Image outline annotation entries:
>> Start

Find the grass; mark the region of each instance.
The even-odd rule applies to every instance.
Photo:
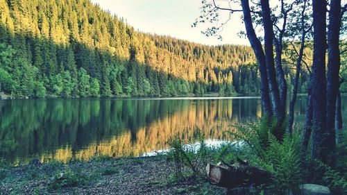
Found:
[[[334,194],[347,193],[346,129],[339,136],[339,158],[332,168],[300,155],[299,133],[285,135],[278,141],[272,135],[273,130],[262,123],[241,126],[239,134],[235,135],[239,142],[219,148],[208,146],[197,133],[187,142],[173,137],[171,151],[151,158],[100,155],[89,162],[64,164],[53,161],[18,167],[10,167],[0,160],[0,194],[221,194],[226,189],[209,183],[205,167],[208,162],[231,162],[237,158],[271,173],[272,183],[255,187],[256,192],[266,189],[280,194],[287,189],[296,190],[299,183],[316,183],[328,186]]]

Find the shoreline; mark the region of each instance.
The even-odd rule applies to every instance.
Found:
[[[175,177],[167,156],[110,158],[0,167],[0,194],[219,194],[226,189],[207,180]],[[2,168],[1,168],[2,167]]]

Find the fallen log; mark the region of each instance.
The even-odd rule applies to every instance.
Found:
[[[271,174],[266,170],[242,161],[233,164],[219,162],[208,164],[206,173],[210,182],[215,185],[232,189],[238,187],[259,185],[271,181]]]

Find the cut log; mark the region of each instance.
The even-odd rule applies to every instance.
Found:
[[[271,174],[268,171],[248,164],[208,164],[206,173],[212,184],[228,189],[266,184],[271,180]]]

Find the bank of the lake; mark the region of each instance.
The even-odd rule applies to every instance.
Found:
[[[96,158],[0,168],[0,194],[221,194],[207,180],[175,177],[165,156]]]

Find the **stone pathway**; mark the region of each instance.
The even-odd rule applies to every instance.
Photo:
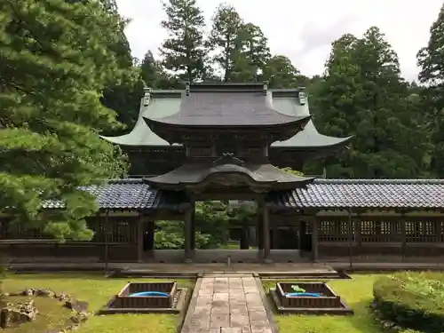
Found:
[[[255,278],[203,277],[182,333],[274,333]]]

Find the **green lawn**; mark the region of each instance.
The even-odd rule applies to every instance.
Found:
[[[281,333],[381,333],[382,329],[369,309],[373,296],[373,281],[378,274],[353,275],[352,280],[331,280],[330,286],[354,310],[349,316],[275,315]],[[276,281],[263,281],[268,292]]]
[[[96,312],[104,306],[128,282],[150,281],[154,279],[106,279],[99,274],[10,274],[4,280],[5,292],[20,291],[26,288],[47,288],[56,292],[66,292],[79,300],[90,304],[90,311]],[[172,279],[171,279],[172,280]],[[157,280],[158,281],[158,280]],[[176,280],[179,286],[193,288],[190,280]],[[192,290],[190,290],[191,292]],[[35,298],[41,315],[38,321],[4,333],[41,333],[47,323],[49,329],[59,327],[60,322],[69,316],[69,312],[60,309],[60,304],[54,299]],[[56,305],[50,305],[50,302]],[[43,310],[42,310],[43,309]],[[112,314],[90,316],[75,332],[78,333],[176,333],[181,314]]]

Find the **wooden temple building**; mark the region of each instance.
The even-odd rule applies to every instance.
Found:
[[[302,170],[351,140],[316,131],[303,89],[201,83],[147,90],[134,129],[103,139],[124,149],[131,169],[128,178],[85,188],[100,208],[89,220],[94,238],[58,243],[2,220],[0,249],[14,260],[159,261],[155,222],[175,220],[185,227],[179,259],[194,262],[195,202],[240,200],[257,202],[255,218],[231,227],[240,250],[255,239],[261,262],[276,261],[278,250],[313,261],[444,255],[444,180],[323,179],[280,169]]]

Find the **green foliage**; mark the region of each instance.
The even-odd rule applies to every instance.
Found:
[[[275,55],[266,61],[263,76],[274,89],[305,87],[308,80],[283,55]]]
[[[155,222],[155,246],[156,250],[180,250],[185,246],[184,224],[178,221]],[[196,249],[207,249],[210,246],[210,235],[195,233]]]
[[[210,246],[217,248],[228,242],[229,206],[220,201],[198,202],[195,205],[198,231],[210,235]]]
[[[238,35],[242,24],[243,21],[234,6],[222,4],[216,9],[207,45],[215,53],[212,60],[222,68],[225,82],[229,82],[232,77],[239,43]],[[242,59],[238,59],[241,60]]]
[[[291,290],[294,292],[305,292],[305,289],[304,288],[300,288],[297,284],[292,284]]]
[[[140,65],[140,75],[147,87],[152,89],[181,88],[179,82],[169,75],[162,68],[162,64],[156,61],[151,51],[148,51]]]
[[[421,176],[427,135],[408,88],[377,28],[333,43],[323,80],[312,91],[314,122],[324,134],[354,138],[345,154],[332,158],[329,178]]]
[[[385,326],[427,333],[444,331],[444,280],[437,274],[398,274],[373,287],[374,309]]]
[[[444,5],[430,28],[426,47],[417,54],[421,68],[419,81],[425,84],[420,91],[421,105],[425,113],[431,139],[431,169],[444,177]]]
[[[202,78],[208,53],[203,43],[205,19],[202,10],[195,0],[168,0],[163,9],[168,19],[162,27],[169,35],[161,47],[163,66],[182,80]]]
[[[100,91],[123,77],[121,22],[91,2],[0,2],[0,212],[57,237],[88,238],[92,196],[77,186],[121,175],[126,164],[99,131],[120,126]],[[38,190],[37,190],[38,189]],[[66,207],[42,210],[42,201]]]

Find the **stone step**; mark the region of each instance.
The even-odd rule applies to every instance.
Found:
[[[242,278],[242,277],[253,277],[253,274],[248,273],[211,272],[211,273],[204,273],[202,274],[202,277],[203,278],[218,278],[218,277]]]

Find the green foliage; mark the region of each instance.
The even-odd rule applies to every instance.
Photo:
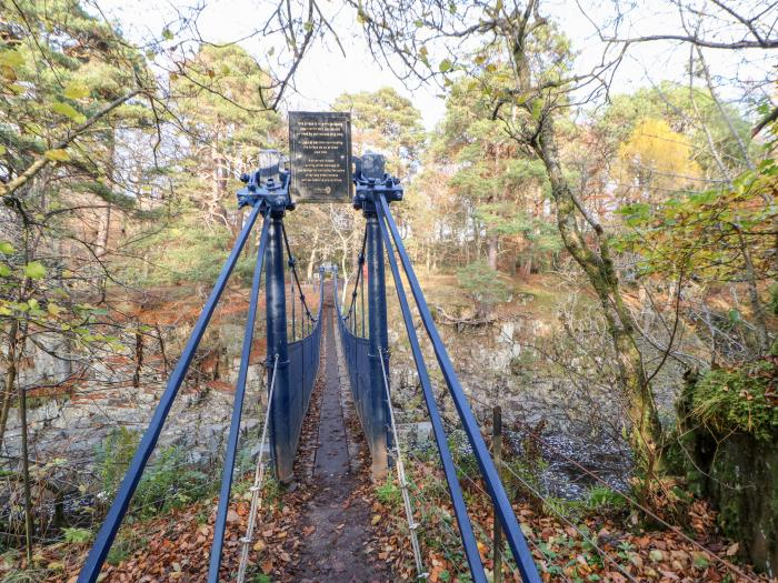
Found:
[[[395,481],[391,478],[387,478],[385,483],[376,486],[376,497],[383,504],[397,506],[402,501],[402,493],[395,484]]]
[[[378,150],[388,157],[387,170],[407,178],[425,143],[421,113],[391,87],[378,91],[343,93],[332,103],[336,111],[351,112],[355,152]]]
[[[457,270],[457,281],[462,290],[486,309],[507,302],[510,288],[486,261],[476,261]]]
[[[709,371],[692,389],[690,415],[719,435],[739,431],[769,442],[778,434],[776,379],[771,360]]]
[[[113,497],[138,446],[140,434],[126,428],[111,431],[97,452],[98,474],[108,497]],[[210,494],[207,476],[188,469],[184,449],[164,448],[147,464],[132,497],[131,512],[150,517]]]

>> End

- **WHAT THE TASK REQUIRES**
Count the lines in the rows above that contain the word "foliage". Reply with the number alone.

- **OUTPUT**
2